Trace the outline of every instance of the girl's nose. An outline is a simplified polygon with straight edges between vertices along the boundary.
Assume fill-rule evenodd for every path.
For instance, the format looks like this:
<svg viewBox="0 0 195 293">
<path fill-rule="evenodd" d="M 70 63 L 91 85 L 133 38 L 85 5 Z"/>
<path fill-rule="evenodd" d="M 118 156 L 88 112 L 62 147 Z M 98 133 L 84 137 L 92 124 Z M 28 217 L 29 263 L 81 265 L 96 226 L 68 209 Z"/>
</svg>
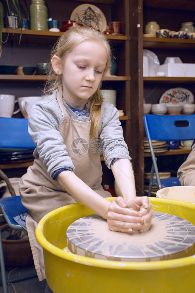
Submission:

______________________________

-- EXERCISE BRIEF --
Copy the text of the entries above word for word, and leave the pictures out.

-- TASK SOLUTION --
Trace the outline of every instance of the girl's nose. An outline is a simplified polygon with straight edges between vertices along the boundary.
Assume fill-rule evenodd for every path.
For instance, the format looks like this:
<svg viewBox="0 0 195 293">
<path fill-rule="evenodd" d="M 70 63 L 91 85 L 133 38 L 85 5 Z"/>
<path fill-rule="evenodd" d="M 118 156 L 88 112 L 62 147 Z M 98 133 L 84 137 L 92 124 Z M 28 217 L 29 263 L 81 265 L 96 226 L 68 209 Z"/>
</svg>
Submission:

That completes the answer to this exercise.